▸ **Data section**:

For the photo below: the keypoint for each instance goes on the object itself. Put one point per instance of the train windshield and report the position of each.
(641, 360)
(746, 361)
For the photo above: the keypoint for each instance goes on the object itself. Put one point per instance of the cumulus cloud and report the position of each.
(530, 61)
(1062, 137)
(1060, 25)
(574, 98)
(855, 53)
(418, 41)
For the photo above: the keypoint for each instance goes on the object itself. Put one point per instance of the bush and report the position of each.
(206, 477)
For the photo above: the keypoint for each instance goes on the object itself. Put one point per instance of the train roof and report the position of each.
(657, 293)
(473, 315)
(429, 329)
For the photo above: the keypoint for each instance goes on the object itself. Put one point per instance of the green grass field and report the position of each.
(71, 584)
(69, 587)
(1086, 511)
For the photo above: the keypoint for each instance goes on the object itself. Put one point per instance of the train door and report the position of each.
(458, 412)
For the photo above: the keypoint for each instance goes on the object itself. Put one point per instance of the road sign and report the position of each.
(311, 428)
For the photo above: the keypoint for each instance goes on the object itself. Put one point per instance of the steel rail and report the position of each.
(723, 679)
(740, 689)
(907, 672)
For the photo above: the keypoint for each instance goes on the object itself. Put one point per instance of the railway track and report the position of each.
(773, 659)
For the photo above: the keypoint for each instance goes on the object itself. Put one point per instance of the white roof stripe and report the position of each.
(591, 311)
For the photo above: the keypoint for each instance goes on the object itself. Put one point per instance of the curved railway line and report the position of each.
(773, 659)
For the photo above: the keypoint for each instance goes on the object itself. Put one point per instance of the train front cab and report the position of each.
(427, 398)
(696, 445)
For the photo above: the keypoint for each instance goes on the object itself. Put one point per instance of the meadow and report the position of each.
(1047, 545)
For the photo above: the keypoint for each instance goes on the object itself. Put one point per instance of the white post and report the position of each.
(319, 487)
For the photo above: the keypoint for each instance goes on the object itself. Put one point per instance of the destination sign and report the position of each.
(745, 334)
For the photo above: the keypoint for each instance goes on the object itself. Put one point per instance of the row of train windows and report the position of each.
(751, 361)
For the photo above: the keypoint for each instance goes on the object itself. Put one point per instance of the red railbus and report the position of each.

▸ **What you should do**:
Once you have read the records above, set every one of them down again exactly.

▸ **Answer box**:
For the photo below: the keypoint for each instance goes on the object itself. Put one point per instance of the train windshield and report the position of each.
(641, 360)
(746, 361)
For the photo above: the keypoint for each instance goes on the object itself. Put one point per instance of the cumulus cloud and report the position of each.
(530, 61)
(1062, 137)
(1060, 25)
(574, 98)
(855, 53)
(418, 41)
For the photo above: the keypoint for each instance goes on the object itself. Put one point per instance of the bush and report the position of each.
(206, 477)
For the photo above: the keypoint for each instance goes on the object itself. Put one point per instance of the train roof and report the position of each.
(657, 293)
(473, 315)
(429, 329)
For the photo above: the keypoint for each instance goes on the object itself. Put one point per instance of the green grass field and report the position of each.
(71, 584)
(69, 587)
(1086, 511)
For the photo above: the keypoint for each instance goes on the object itself. Put one point per instance of the train door and report the position of each.
(458, 412)
For the photo above: the keypoint for each instance goes on the object itself. Put one point per instance of the road sign and report the position of each.
(311, 428)
For the photo above: the keypoint for each instance goes on the object itself. Put one point per instance of the steel rail and report the position of each.
(723, 679)
(740, 689)
(907, 672)
For the photo above: the keypoint for each instance goes on the object itself. Put one point per instance of the railway track and report the position of each.
(773, 659)
For the photo above: the keypoint for each instance goes on the object itself. Put one point per instance of the white roof stripe and report the position of each.
(591, 311)
For the photo above: the keypoint for each instance goes on the object itself. Put one point per instance of the curved railway line and report the position of each.
(773, 659)
For the photo above: the keypoint for each instance goes on the object itself. Put one point per instance of the train front cab and report the position of each.
(427, 398)
(696, 445)
For the photo above: the keypoint for each instance goes on the object itself. Put one point per instance of the meadow and report the position of each.
(1047, 545)
For the photo above: the keypoint for each instance goes on the object itself. Put one point per instance of the white post and report the position of each.
(319, 487)
For the photo above: the keypoint for each instance goes on the object itself. Put one point per instance of the destination sign and report the position of each.
(745, 334)
For the photo above: the keypoint for each instance goes on the object itself. Put one point per instance of the row of train windows and report the position of each.
(751, 361)
For the photo above: the keypoint for each instance goes on the object itself. Put one point per instance of the red railbus and report the position of each.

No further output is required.